▶ SOURCE TEXT
Winner! Greenpoint Oil Spill Remediation Oyster Mushroom Pilot Project

Awarded $200 grant at FEAST #11, July 9, 2011

Greenpoint Oil Spill Remediation Oyster Mushroom Pilot Project

Mycoremediation is a term coined by noted mushroom researcher Paul Stamets, who discovered the enzymes and acids that mycelium produces are superb at breaking apart hydrocarbons. Oyster mushrooms gained national attention after the 2007 Cosco Busan oil spill, when nearly 60,000 gallons of fuel were dumped into San Francisco Bay. Clean-up workers successfully introduced oyster mushroom spores to help decompose the oil. And once oyster mushrooms run out of food, they die off and decompose naturally, posing no threat to the environment, according to the EPA. [1]

Meanwhile, here in north Brooklyn: “An estimated 17 to 30 million gallons of oil, benzene, naptha and other carcinogenic chemicals pollute a 55-acre, 25-foot-deep swath of soil in Greenpoint.” [2]

We therefore seek financial support for an oyster mushroom pilot project, to begin attempting as a community to mycoremediate the oil spill beneath us. We’d buy spore kits and related supplies, to generate a self-replenishing source of mushrooms for this purpose. We’d also seek volunteers to help plant various sites: people’s backyards, city parks, empty lots, the banks of Newtown Creek… We wish to be methodical, learn what works here and why. After this phase we’d ask Paul Stamets to advise us directly, as well as the city’s ecologists (who are already curious). We then would approach Exxon itself, who are obligated to further remediate the spill site.

▶ WORK REQUEST 1
Answer these questions from the oyster mushroom project proposal, one line each:
(a) How much was the grant, and at which event was it awarded?
(b) How many gallons of fuel were dumped into San Francisco Bay in the 2007 Cosco Busan spill?
(c) What are the area and depth of the polluted swath of soil in Greenpoint?
▶ WORK REQUEST 2
For each statement, say whether the oyster mushroom project proposal agrees, answering yes or no and quoting the deciding words:
(a) Paul Stamets coined the term mycoremediation.
(b) The project would approach Exxon before asking Paul Stamets for advice.
(c) Volunteers would plant only in city parks.

[Stored data entries]

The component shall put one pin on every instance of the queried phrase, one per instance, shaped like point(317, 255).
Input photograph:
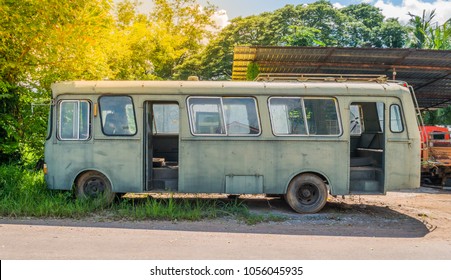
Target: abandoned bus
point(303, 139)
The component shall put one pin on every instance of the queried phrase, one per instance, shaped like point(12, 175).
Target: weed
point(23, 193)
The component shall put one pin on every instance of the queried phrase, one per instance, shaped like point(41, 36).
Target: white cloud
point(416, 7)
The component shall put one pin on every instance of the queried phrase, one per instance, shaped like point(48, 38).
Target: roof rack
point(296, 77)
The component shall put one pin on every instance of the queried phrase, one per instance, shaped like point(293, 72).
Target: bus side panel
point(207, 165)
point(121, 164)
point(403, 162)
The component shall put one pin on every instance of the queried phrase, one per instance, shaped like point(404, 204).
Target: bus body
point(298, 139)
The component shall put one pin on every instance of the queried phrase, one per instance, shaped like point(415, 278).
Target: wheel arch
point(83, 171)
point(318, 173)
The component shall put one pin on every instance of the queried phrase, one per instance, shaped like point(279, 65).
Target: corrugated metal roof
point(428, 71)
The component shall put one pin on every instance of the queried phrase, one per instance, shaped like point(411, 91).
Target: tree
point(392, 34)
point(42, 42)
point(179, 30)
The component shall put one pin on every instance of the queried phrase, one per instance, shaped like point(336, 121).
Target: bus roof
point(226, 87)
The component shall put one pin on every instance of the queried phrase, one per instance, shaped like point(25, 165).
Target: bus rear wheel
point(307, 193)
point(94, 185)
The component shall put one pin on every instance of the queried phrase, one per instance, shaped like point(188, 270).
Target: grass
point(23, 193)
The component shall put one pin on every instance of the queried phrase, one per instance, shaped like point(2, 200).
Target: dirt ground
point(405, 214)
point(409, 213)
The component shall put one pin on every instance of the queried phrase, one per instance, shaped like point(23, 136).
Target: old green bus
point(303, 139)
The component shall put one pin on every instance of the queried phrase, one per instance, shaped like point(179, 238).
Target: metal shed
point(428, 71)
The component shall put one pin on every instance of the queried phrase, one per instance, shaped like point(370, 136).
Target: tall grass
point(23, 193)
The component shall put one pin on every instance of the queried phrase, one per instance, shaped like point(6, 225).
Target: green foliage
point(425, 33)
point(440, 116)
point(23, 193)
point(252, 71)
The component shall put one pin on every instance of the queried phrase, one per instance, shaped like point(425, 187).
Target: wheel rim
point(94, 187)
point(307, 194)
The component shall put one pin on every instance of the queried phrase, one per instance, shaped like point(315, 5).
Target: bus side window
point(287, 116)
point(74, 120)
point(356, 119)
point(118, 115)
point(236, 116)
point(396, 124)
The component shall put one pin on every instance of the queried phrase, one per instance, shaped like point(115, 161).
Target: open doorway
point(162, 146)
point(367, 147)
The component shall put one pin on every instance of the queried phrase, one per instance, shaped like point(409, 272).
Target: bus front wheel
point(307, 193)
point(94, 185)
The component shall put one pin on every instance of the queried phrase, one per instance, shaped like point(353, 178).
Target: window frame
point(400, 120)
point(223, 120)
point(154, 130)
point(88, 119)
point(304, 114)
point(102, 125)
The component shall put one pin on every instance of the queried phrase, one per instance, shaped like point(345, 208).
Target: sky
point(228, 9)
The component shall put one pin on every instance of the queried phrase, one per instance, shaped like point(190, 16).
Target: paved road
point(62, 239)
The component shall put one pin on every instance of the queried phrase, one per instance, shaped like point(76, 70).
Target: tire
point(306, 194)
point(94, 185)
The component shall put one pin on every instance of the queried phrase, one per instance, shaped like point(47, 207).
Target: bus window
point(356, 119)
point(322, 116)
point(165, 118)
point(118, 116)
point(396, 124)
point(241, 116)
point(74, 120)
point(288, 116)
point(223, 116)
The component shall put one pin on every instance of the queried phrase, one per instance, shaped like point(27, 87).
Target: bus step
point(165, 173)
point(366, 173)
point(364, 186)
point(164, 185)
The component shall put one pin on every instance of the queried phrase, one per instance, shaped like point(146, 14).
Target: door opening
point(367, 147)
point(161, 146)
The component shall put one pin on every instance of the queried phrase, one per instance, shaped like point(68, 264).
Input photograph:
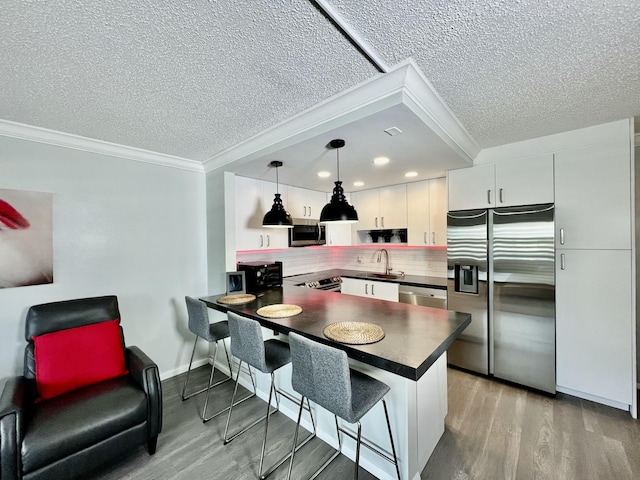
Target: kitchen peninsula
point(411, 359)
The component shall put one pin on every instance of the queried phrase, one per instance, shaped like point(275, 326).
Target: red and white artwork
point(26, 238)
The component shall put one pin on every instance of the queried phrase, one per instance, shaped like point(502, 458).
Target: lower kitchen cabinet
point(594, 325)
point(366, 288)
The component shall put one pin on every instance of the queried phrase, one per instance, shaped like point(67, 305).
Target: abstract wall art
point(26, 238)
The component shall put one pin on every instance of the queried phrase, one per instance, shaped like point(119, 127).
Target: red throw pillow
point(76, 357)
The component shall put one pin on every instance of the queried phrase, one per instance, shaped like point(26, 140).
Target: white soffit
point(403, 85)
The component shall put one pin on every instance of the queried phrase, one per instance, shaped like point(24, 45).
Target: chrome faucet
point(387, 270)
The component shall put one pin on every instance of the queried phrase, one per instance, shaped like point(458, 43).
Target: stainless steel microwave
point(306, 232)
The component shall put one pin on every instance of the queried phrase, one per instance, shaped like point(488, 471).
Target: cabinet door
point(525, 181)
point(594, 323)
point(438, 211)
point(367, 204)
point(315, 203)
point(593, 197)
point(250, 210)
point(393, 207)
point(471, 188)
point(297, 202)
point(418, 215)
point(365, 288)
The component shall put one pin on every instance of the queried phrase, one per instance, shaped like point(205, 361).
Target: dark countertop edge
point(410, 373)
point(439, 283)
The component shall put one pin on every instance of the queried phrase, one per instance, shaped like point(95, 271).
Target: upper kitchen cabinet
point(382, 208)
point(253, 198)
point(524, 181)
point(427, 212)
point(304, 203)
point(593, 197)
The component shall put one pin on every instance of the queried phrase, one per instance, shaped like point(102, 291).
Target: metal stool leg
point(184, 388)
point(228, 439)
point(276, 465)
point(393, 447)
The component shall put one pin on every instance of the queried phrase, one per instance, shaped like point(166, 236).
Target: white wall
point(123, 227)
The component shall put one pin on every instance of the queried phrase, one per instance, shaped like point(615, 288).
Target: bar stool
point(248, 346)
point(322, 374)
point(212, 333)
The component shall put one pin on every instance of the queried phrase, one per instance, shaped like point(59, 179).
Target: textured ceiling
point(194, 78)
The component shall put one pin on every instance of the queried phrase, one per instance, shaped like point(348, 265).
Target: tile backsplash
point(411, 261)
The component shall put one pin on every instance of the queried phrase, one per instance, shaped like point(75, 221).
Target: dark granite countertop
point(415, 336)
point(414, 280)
==
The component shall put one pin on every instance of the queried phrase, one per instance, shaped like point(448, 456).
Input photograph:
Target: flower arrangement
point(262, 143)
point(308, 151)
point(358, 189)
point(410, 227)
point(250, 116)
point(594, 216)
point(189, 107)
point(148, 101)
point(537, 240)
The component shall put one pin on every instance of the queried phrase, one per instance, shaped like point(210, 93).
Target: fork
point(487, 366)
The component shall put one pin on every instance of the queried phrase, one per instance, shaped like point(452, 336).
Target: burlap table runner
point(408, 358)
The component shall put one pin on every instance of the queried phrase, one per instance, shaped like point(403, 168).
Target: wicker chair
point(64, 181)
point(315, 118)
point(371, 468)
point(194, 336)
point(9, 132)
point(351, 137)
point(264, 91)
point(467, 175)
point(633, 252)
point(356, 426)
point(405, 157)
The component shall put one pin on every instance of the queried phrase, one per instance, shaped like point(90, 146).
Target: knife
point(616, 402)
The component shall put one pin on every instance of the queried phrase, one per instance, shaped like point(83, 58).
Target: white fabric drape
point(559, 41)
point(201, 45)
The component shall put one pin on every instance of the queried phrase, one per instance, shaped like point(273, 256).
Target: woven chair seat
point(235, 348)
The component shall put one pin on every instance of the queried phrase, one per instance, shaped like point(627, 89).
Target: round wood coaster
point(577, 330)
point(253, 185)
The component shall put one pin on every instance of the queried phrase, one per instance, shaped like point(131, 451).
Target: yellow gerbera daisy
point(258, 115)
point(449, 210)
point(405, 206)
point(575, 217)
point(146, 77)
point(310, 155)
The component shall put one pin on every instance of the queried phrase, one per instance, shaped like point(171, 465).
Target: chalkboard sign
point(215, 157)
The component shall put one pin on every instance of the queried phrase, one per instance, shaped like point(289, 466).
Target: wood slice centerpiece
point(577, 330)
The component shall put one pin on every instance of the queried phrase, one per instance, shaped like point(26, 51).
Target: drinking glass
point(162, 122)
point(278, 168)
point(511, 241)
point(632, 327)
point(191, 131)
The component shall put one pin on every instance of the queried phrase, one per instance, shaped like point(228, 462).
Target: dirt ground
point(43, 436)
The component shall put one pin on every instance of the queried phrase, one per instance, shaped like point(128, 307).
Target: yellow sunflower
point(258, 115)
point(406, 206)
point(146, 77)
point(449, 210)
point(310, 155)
--
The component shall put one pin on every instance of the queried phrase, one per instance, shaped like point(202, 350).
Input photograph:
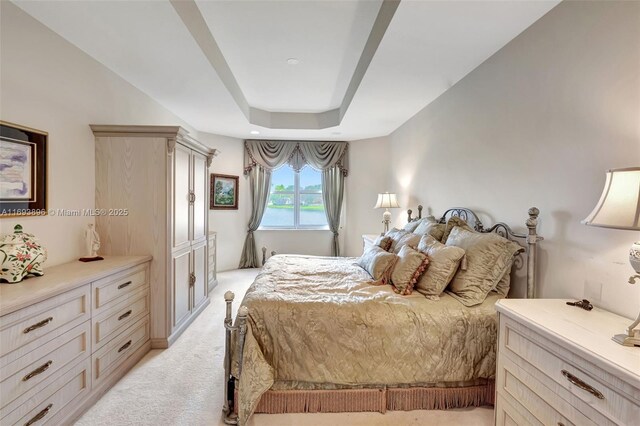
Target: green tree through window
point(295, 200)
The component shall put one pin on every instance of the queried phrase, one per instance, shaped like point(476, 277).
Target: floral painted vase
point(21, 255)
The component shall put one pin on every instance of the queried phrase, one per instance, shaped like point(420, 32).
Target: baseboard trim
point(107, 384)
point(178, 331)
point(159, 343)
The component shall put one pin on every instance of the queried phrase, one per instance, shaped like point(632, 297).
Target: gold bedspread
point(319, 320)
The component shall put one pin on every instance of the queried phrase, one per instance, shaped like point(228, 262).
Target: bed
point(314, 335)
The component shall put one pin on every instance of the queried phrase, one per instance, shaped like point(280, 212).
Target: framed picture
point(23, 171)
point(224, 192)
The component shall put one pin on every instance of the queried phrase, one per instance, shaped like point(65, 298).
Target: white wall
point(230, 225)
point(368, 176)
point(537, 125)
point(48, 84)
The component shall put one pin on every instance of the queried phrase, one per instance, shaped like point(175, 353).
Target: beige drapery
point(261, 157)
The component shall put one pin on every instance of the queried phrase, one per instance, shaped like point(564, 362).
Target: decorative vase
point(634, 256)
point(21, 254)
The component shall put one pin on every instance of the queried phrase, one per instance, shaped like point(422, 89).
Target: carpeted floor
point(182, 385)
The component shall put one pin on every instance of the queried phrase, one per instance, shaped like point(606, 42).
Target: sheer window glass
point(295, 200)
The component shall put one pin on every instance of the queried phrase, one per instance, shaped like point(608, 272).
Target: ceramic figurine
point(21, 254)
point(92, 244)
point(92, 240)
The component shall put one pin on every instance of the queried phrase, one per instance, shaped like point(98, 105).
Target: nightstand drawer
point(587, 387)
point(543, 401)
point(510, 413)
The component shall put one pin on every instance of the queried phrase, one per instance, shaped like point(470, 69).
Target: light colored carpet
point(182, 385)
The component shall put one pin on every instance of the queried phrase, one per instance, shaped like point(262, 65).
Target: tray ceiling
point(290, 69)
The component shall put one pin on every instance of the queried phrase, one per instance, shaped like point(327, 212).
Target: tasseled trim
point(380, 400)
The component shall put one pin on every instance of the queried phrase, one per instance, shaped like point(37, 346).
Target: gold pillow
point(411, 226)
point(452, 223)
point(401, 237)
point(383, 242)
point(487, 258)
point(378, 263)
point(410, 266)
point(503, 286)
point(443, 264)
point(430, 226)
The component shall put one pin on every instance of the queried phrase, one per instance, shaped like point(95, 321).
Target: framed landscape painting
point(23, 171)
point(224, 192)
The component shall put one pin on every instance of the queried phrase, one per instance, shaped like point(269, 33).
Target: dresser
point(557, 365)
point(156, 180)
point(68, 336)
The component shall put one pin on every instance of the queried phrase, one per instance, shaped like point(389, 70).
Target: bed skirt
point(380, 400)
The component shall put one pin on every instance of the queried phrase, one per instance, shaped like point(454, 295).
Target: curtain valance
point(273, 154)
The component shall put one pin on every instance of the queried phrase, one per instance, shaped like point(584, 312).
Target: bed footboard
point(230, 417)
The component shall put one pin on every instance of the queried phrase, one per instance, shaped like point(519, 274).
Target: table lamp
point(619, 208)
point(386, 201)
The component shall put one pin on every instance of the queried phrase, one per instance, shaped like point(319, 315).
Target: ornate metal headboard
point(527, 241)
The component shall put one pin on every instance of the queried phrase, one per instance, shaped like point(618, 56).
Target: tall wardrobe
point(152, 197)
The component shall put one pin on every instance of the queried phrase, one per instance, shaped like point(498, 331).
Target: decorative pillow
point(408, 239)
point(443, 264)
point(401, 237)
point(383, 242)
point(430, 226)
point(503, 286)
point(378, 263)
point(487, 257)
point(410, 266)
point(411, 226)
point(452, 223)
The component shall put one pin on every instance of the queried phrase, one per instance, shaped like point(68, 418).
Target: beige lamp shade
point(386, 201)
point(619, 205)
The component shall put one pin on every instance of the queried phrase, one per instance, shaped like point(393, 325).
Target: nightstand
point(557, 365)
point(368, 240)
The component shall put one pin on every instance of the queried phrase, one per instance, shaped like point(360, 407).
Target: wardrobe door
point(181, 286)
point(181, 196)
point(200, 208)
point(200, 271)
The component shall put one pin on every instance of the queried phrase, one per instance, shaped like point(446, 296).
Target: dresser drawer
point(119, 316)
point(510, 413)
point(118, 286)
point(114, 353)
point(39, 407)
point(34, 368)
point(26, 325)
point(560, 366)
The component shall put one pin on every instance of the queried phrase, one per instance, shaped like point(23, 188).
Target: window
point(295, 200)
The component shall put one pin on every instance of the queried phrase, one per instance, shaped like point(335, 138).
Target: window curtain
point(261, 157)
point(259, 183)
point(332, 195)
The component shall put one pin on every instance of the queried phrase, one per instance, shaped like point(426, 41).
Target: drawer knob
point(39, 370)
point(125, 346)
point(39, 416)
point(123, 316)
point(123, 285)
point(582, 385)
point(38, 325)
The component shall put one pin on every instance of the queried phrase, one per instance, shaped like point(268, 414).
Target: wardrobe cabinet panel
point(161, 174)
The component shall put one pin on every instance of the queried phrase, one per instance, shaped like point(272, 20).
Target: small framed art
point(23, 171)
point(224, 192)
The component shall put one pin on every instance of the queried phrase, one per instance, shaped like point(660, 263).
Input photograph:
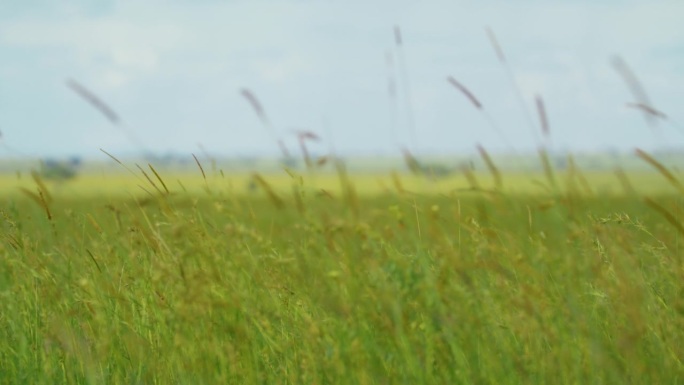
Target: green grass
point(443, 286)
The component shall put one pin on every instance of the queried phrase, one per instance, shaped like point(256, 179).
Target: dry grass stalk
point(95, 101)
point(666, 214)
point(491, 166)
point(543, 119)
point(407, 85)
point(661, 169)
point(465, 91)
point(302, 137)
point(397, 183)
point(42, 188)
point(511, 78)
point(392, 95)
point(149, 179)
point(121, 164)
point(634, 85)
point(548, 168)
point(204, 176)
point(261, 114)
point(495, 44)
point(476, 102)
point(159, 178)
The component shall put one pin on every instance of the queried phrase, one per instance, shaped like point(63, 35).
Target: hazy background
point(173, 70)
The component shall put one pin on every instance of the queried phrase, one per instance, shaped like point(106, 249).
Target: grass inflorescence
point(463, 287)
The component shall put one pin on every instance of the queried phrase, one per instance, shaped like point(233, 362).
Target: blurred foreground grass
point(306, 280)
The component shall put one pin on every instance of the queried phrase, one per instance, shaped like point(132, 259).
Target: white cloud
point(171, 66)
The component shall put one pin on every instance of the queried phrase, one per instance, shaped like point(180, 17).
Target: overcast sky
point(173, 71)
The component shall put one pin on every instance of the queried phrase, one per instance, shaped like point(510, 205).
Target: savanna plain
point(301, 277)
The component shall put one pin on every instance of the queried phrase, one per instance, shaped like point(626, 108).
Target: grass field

▶ WRITTEN RESPONSE 1
(a) $200, at FEAST #11 on July 9, 2011
(b) Nearly 60,000 gallons
(c) 55 acres and 25 feet deep

▶ WRITTEN RESPONSE 2
(a) Yes: "Mycoremediation is a term coined by noted mushroom researcher Paul Stamets"
(b) No: "After this phase we’d ask Paul Stamets to advise us directly, as well as the city’s ecologists (who are already curious). We then would approach Exxon itself"
(c) No: "people’s backyards, city parks, empty lots, the banks of Newtown Creek"